INSTRUCTIONS FOR THE TASK: Copy the following items word for word, taking everything from the line containing "Tag every instance of the red stripe" down to the line containing "pixel 722 117", with both of those lines included.

Object point labels:
● ● ● ● ●

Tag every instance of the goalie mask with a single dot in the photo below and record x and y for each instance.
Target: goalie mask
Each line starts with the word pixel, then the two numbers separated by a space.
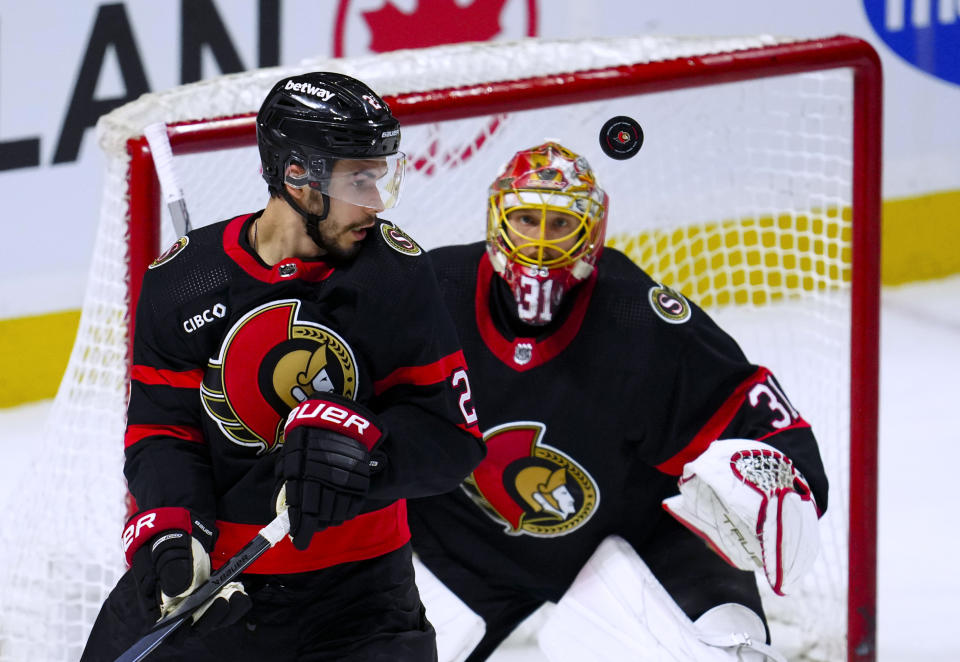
pixel 545 228
pixel 309 122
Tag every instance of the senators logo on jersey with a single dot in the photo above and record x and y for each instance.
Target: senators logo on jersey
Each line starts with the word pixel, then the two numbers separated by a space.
pixel 269 362
pixel 530 487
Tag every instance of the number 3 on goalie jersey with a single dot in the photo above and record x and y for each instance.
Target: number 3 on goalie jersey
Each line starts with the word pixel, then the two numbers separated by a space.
pixel 466 407
pixel 770 394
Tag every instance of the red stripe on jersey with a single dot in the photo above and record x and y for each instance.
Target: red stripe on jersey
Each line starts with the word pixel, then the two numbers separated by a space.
pixel 472 429
pixel 160 377
pixel 540 351
pixel 286 269
pixel 363 537
pixel 422 375
pixel 716 425
pixel 136 433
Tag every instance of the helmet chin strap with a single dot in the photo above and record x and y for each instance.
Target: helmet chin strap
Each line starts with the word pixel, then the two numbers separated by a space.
pixel 312 221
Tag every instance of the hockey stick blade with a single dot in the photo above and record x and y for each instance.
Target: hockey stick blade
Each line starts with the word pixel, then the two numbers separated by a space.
pixel 266 538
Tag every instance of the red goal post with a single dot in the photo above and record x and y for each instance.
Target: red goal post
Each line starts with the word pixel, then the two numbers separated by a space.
pixel 722 117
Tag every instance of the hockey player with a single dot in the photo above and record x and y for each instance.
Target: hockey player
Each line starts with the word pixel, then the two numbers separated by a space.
pixel 304 346
pixel 598 388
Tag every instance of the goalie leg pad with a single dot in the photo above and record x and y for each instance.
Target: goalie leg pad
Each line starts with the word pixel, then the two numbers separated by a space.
pixel 617 610
pixel 459 628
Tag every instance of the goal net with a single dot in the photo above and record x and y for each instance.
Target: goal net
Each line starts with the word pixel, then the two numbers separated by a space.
pixel 756 194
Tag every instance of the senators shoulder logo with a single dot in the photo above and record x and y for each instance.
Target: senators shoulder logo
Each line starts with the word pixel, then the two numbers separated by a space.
pixel 269 362
pixel 529 487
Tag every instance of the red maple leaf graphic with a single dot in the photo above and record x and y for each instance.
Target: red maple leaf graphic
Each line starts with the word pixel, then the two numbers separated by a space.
pixel 431 23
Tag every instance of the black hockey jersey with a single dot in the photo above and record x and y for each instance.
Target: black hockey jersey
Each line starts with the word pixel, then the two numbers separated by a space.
pixel 588 426
pixel 225 346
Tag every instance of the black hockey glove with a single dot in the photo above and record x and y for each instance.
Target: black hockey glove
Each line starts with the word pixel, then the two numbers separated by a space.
pixel 328 456
pixel 168 564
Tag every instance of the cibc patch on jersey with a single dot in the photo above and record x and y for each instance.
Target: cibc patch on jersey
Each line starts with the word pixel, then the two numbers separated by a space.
pixel 170 253
pixel 399 240
pixel 287 359
pixel 669 304
pixel 529 487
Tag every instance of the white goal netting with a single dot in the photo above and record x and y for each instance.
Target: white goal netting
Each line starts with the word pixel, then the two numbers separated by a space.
pixel 746 195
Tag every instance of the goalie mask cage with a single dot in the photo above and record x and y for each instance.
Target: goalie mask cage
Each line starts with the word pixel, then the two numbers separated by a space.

● ● ● ● ●

OUTPUT:
Tag every instance of the red stripe on jersey with a single dot in the photo above and record x and y for each instance.
Target: red stripe on jersey
Each line starts with the word pixel, then the two numbers separated by a space.
pixel 472 429
pixel 160 377
pixel 540 351
pixel 286 269
pixel 363 537
pixel 422 375
pixel 716 425
pixel 136 433
Tag every instance of the helmet chin strap with a single dot in the photo above and record x and y for each instance.
Target: helmet chin strap
Each line starts with the word pixel, then the two numbers separated by a space.
pixel 312 221
Tag every instance of the hockey stick blade with a single dot in the photo above and record x and y for each instance.
Target: hockey stick blade
Each line starts with the word pixel, then the two numbers separated by a space.
pixel 266 538
Tag every instance of the red goal post with a single dot in the photo above and record x and y for each instance.
Target: red goal post
Each line starts with the word pixel, then the two numbers separated by a space.
pixel 722 117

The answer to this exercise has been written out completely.